══ TEXT ══
Sometimes, inside the health-care professions and health-care regulatory agencies, we hear the opinion that type 2 diabetes isn't that big a deal. It isn't cancer and it isn't AIDS. It's just a lifestyle disease. People shouldn't have let themselves get overweight. There are lots of pills available, and then there's always insulin. It is amazing how often physicians don't even bother to tell people that they have diabetes; they soften the message with euphemisms like, "We'll have to watch your sugar," or the oldest of all, "You only have a touch of diabetes."
Statistics do not support this casual attitude. Available through the American Diabetes Association's Web site, www.diabetes.org, the numbers are sobering: 15.7 million people have diabetes in the United States, and about 5.4 million don't even know it. Over 200,000 people will die of diabetes this year. About 15 percent of diagnosed people already have long-term complications when they are first told they have diabetes, and the mean time between onset and diagnosis is estimated to be seven years. Type 2 diabetes is the leading cause of end-stage renal disease, preventable amputations, working-age blindness, and a major cause of heart disease and stroke. It cost over $98 billion in the United States in 1997. The stats go on, and paint an ugly picture of inadequate treatment with devastating results.
But isn't diabetes easily treated? Isn't it a disease people can easily take care of, if they would only pay attention? "Easily" is a huge misconception. It may be easy to say, "Diet and exercise, give up on the sweets, check your numbers, know your blood pressure and cholesterol and stop smoking, have your eyes checked, your feet, your lipids and your A1c. Oh yes, and keep losing the weight." But have you, the reader, ever tried to take such good care of your health? Probably only if you have diabetes.
Adding things up, people with diabetes are expected to think about their disease perhaps 20 to 30 times a day, between worrying every time they eat, exercise, check their blood sugar or take a medication.
═══
══ PROVIDED RECORDS ══
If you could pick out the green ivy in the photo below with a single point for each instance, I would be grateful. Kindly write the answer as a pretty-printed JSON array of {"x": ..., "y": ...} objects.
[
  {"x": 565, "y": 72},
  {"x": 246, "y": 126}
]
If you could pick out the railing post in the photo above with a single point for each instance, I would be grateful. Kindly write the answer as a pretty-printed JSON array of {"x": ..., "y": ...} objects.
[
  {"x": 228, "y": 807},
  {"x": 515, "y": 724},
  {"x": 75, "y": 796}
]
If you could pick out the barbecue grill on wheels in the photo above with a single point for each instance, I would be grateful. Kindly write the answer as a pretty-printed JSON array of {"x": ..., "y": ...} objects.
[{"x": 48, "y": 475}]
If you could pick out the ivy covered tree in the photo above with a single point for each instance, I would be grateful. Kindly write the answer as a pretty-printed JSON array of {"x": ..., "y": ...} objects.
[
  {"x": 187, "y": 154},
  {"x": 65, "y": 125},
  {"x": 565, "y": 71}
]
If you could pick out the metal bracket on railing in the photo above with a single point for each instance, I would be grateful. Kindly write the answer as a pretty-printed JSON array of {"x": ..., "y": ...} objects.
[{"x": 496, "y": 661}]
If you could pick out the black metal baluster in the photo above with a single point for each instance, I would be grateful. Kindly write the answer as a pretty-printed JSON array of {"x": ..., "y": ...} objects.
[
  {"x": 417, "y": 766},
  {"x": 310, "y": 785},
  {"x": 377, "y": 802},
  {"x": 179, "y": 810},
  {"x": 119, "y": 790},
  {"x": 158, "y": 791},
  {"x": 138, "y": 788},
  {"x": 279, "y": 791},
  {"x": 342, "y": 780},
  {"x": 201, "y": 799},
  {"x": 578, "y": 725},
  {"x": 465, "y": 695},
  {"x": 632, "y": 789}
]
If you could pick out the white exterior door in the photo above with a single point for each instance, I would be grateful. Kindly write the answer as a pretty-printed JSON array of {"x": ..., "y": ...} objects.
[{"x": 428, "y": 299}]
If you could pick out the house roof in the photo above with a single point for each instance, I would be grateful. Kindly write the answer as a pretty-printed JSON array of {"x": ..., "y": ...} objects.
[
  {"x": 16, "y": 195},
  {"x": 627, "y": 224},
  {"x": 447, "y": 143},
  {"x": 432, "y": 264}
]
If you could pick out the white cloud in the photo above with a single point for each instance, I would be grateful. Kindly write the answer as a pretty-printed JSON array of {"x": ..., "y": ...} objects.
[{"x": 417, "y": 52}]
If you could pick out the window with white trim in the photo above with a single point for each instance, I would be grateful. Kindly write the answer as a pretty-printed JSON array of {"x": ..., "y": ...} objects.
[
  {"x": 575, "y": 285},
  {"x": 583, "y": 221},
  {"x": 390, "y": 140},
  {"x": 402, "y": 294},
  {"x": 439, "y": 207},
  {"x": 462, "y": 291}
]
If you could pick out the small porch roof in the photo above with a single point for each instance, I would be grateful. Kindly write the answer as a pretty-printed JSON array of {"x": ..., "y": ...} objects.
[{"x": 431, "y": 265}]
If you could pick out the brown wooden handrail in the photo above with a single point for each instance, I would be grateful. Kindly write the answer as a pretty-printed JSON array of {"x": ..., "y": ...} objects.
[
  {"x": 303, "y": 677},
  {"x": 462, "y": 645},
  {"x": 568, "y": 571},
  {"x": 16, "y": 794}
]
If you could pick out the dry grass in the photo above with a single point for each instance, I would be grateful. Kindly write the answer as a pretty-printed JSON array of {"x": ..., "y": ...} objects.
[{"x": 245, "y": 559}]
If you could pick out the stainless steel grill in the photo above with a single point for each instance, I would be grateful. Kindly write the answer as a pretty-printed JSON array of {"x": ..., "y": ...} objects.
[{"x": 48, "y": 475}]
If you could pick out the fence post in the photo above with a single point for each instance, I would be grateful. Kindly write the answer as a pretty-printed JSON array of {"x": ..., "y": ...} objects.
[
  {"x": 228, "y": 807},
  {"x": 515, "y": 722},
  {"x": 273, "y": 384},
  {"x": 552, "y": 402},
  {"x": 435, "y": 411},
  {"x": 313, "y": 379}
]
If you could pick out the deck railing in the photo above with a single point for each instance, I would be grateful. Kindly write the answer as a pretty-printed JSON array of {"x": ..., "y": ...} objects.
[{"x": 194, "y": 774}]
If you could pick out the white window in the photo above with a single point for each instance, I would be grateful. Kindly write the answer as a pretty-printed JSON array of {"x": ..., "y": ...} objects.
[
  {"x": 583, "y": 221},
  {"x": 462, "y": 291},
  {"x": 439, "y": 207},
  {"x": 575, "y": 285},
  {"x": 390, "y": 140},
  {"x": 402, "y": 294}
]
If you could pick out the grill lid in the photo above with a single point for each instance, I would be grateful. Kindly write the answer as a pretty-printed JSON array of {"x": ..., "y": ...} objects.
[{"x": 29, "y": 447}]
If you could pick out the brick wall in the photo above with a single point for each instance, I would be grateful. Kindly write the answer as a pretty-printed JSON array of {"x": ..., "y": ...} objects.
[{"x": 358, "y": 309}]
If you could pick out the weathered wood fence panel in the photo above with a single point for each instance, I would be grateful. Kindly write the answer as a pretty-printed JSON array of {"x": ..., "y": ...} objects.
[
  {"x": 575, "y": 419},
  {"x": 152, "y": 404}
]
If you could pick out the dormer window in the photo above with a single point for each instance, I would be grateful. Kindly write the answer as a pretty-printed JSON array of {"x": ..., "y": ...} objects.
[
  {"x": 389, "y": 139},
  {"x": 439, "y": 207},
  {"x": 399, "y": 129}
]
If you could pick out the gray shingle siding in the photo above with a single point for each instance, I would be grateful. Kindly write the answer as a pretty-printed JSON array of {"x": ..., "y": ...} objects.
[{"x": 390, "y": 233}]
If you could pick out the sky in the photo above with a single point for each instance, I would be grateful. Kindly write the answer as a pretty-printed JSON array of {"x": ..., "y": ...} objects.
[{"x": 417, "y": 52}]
═══
CHECK YOUR UNDERSTANDING
**A)** According to the text on type 2 diabetes, about how many people in the United States have diabetes without knowing it?
**B)** Extract the passage of the text on type 2 diabetes starting with "But isn't diabetes" and going on through "you have diabetes.".

SOLVED TASKS
**A)** About 5.4 million people.

**B)**
But isn't diabetes easily treated? Isn't it a disease people can easily take care of, if they would only pay attention? "Easily" is a huge misconception. It may be easy to say, "Diet and exercise, give up on the sweets, check your numbers, know your blood pressure and cholesterol and stop smoking, have your eyes checked, your feet, your lipids and your A1c. Oh yes, and keep losing the weight." But have you, the reader, ever tried to take such good care of your health? Probably only if you have diabetes.